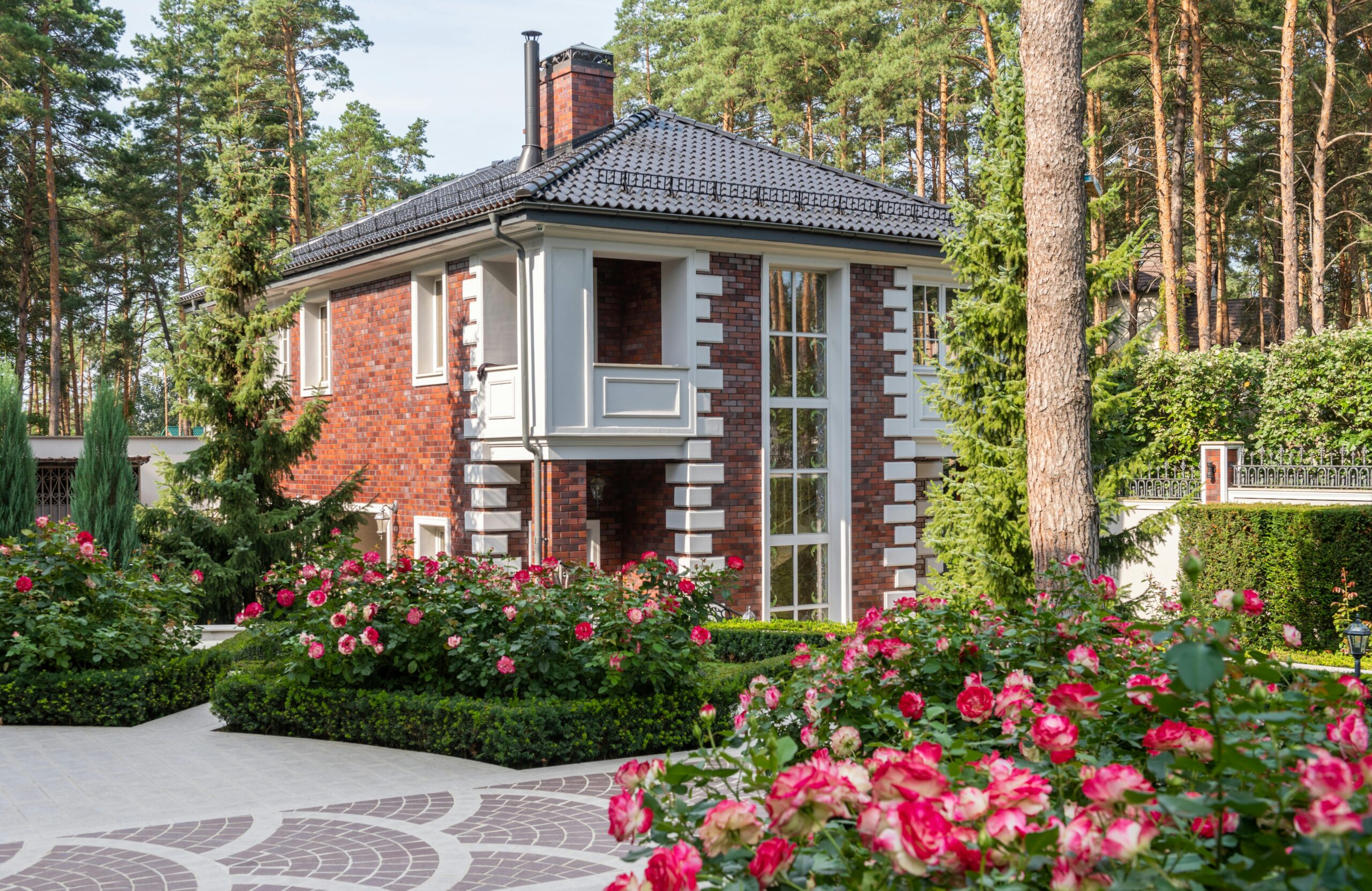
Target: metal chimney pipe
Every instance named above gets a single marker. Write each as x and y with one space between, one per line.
533 153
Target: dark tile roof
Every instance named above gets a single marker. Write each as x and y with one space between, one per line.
662 164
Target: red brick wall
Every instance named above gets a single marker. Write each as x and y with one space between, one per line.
408 437
871 449
577 99
629 312
741 405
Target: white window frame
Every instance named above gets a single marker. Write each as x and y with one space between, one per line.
434 521
839 605
310 349
422 290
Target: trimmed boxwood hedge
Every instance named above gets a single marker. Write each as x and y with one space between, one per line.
741 640
121 698
516 733
1290 554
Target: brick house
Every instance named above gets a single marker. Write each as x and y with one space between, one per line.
644 334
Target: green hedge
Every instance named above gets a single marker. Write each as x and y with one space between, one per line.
123 698
516 733
740 640
1290 554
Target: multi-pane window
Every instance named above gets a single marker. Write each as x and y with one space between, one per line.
797 410
925 324
430 327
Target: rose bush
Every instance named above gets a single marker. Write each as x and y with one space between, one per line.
1054 746
65 607
467 625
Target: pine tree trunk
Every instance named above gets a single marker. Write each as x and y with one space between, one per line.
1199 182
1319 176
1064 517
942 179
1162 183
1286 124
54 270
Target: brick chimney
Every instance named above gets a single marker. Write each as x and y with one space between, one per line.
578 95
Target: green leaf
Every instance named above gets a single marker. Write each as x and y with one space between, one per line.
1198 665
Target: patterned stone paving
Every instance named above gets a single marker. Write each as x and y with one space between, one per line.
476 830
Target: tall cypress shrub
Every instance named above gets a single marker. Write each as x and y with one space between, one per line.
979 515
18 470
103 488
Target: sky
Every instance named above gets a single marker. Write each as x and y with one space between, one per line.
456 64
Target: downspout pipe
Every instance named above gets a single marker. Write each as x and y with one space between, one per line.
525 311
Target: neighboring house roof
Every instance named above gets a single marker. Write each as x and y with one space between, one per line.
652 162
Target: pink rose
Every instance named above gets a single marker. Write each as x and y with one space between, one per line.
1084 657
1125 839
774 856
1349 733
912 705
1075 699
1252 603
673 868
729 826
1057 736
1326 775
628 816
1327 816
809 796
976 703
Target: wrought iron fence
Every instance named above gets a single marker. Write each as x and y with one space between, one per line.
1169 482
1305 469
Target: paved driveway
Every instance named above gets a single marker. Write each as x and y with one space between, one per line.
176 806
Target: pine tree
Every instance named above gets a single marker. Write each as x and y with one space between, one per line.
224 510
979 517
18 470
103 488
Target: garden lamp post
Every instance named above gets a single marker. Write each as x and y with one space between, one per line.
1358 635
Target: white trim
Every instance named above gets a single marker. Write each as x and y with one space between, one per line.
310 351
417 294
840 432
431 522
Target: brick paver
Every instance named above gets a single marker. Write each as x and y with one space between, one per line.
94 809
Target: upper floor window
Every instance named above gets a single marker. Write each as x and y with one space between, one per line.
430 316
316 348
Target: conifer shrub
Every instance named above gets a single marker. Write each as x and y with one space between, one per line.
18 469
103 488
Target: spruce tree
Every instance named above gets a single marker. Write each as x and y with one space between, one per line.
224 510
18 470
979 517
103 488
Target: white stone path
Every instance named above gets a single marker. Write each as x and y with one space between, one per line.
173 805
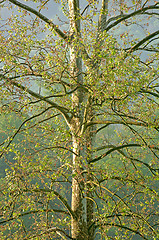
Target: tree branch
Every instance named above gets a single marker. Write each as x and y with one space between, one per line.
42 17
64 111
126 16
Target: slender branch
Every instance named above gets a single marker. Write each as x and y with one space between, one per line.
18 130
64 111
114 148
62 199
136 46
32 212
42 17
126 16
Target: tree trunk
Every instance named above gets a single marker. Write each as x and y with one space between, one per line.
78 224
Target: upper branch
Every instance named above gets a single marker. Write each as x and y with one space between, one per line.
41 16
64 111
123 17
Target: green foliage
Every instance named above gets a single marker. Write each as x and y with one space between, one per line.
104 114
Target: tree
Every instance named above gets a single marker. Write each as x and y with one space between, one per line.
90 93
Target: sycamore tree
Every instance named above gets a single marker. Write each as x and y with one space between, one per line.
84 89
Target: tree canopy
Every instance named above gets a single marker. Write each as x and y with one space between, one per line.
79 110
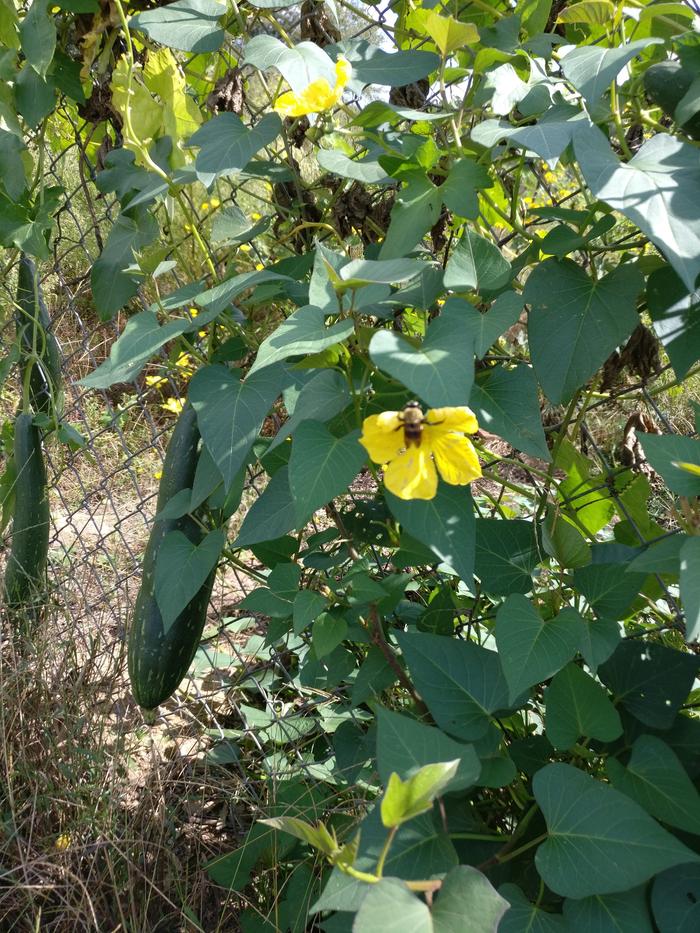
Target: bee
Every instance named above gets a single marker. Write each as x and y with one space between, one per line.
412 421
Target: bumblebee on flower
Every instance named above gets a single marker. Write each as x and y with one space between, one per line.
316 96
413 448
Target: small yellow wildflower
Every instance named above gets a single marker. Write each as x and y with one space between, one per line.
173 405
410 471
317 96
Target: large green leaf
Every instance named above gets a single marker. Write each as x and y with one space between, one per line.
610 913
657 190
403 745
112 282
182 569
576 322
675 314
441 371
650 680
321 466
532 650
675 899
445 524
656 779
592 69
226 144
690 587
578 706
476 265
372 65
416 209
302 333
142 337
609 588
506 403
548 137
461 682
467 903
299 64
506 555
11 164
190 25
487 327
230 412
368 171
665 452
391 907
320 399
35 95
599 841
270 516
459 190
524 917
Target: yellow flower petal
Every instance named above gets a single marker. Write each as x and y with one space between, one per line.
456 458
382 436
412 475
288 105
452 419
343 70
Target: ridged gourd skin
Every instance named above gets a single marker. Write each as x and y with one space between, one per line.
159 660
25 574
35 333
666 84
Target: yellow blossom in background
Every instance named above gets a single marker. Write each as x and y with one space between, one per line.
411 472
317 96
173 405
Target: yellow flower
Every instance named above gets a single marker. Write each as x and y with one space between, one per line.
410 471
173 405
317 96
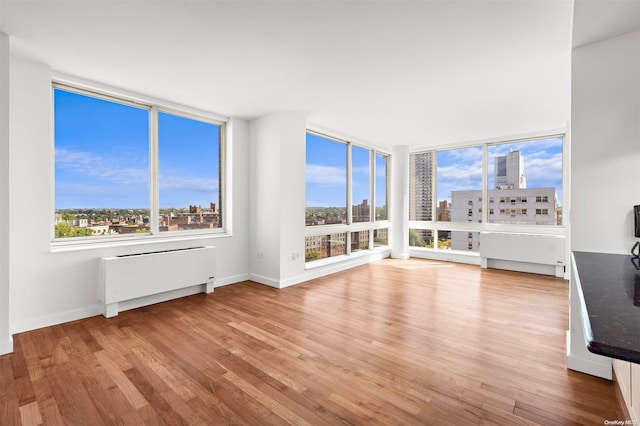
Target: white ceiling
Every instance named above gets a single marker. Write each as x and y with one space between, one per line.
418 73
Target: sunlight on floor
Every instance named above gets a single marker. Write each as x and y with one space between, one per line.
416 263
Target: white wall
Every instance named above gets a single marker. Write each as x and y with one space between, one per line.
52 287
277 197
605 158
400 202
6 342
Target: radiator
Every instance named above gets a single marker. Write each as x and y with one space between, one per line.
523 252
138 276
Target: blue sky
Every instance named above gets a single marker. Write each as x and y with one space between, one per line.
326 181
458 169
102 156
461 169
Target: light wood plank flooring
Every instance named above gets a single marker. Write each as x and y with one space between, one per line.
393 342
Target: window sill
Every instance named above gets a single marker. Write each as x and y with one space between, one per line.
79 245
345 257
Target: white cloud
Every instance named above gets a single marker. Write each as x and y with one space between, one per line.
326 175
123 169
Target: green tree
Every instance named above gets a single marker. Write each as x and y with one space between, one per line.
64 230
312 255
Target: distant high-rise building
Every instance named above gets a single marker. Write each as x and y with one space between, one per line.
509 171
421 186
510 201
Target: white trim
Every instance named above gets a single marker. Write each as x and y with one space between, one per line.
343 263
261 279
520 137
129 95
6 347
233 279
342 137
133 242
33 323
598 366
154 107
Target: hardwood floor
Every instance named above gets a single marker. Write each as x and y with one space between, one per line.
392 342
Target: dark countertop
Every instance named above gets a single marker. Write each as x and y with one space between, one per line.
610 293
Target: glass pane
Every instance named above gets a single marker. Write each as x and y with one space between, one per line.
525 182
380 237
322 246
382 195
465 241
359 240
421 238
101 166
444 239
326 181
421 186
360 183
459 180
189 173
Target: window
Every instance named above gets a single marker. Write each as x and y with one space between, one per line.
189 173
533 169
360 184
459 178
320 247
108 162
335 171
326 181
382 177
512 176
421 238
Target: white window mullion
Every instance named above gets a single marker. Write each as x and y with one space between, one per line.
349 186
372 186
154 210
485 182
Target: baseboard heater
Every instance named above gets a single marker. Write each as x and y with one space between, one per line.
139 276
541 254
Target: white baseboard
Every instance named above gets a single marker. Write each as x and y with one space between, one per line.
261 279
233 279
598 366
6 347
54 319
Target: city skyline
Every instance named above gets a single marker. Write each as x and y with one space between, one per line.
326 174
102 156
461 169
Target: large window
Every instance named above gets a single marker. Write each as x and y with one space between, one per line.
346 197
526 177
459 189
127 168
521 180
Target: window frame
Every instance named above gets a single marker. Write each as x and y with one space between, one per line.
350 227
436 226
154 107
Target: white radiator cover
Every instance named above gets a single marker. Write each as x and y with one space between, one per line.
543 254
138 276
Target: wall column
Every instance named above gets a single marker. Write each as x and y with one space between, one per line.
400 202
277 186
6 340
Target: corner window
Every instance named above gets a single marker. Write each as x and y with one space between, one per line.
346 197
126 168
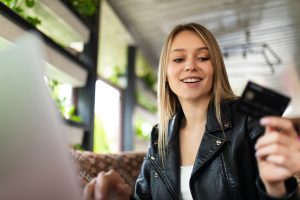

• **The exercise**:
Please select every line in the lines above that contains the string "white", treating case as significant.

• **Complete output**:
Target: white window frame
Target: white trim
Target: white stone path
Target: white ceiling
Target: white wall
Target: white cloud
Target: white trim
Target: white window mullion
Target: white baseboard
Target: white radiator cover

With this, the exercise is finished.